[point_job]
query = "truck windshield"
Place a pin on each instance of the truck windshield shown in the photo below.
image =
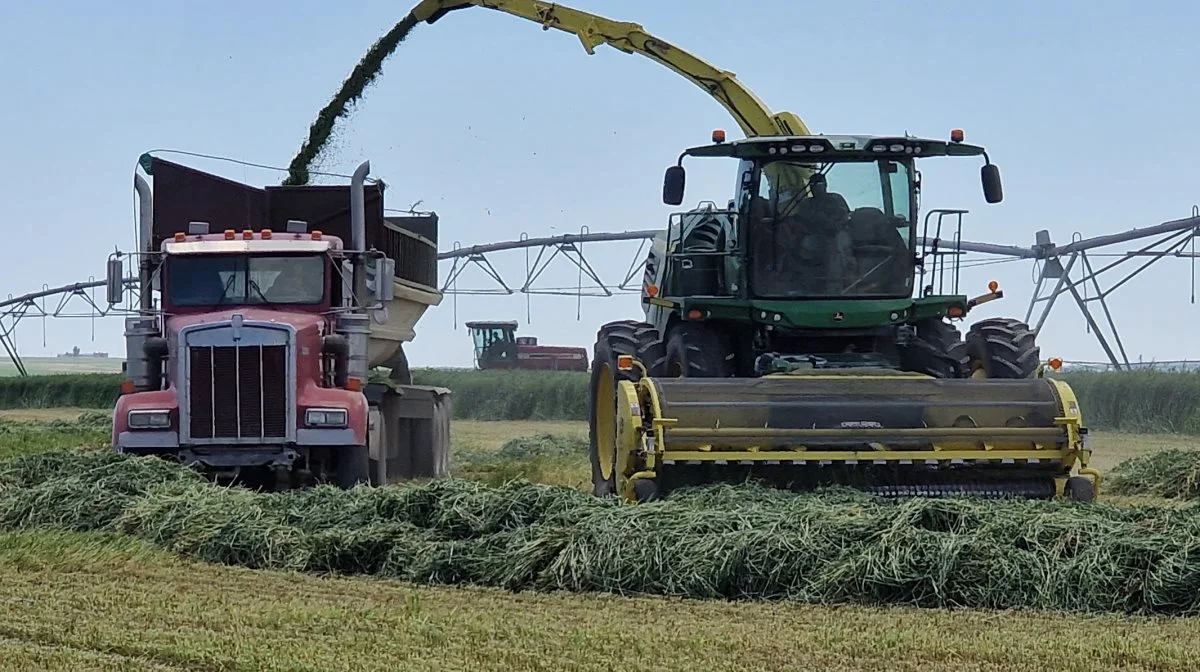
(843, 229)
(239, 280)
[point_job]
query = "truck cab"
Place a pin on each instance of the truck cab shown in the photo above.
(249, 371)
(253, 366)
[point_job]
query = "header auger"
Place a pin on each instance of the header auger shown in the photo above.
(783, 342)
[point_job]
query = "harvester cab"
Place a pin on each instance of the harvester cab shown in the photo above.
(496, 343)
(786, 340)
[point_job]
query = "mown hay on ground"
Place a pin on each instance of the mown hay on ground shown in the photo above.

________________

Please output every record above exactly. Leave the pictures out.

### Task output
[point_job]
query = "truck windshield"
Place a pin on each instance of the truck windshield shown in the photo below.
image =
(843, 229)
(239, 280)
[point_job]
query = "truck cab"
Place a pin on each instance of the truck cab shown in the photo above.
(249, 371)
(253, 366)
[point_job]
query = "header auger"
Place a pin on each instance of the header auger shown in the photo above.
(783, 342)
[point_job]
query = "harvester cab"
Place a pin on each instance of the harvester cab shown in the photo above.
(496, 343)
(786, 340)
[point_job]
query = "mown hay on ground"
Place a pin on each instance of the mown hay on ground shown in the photo above.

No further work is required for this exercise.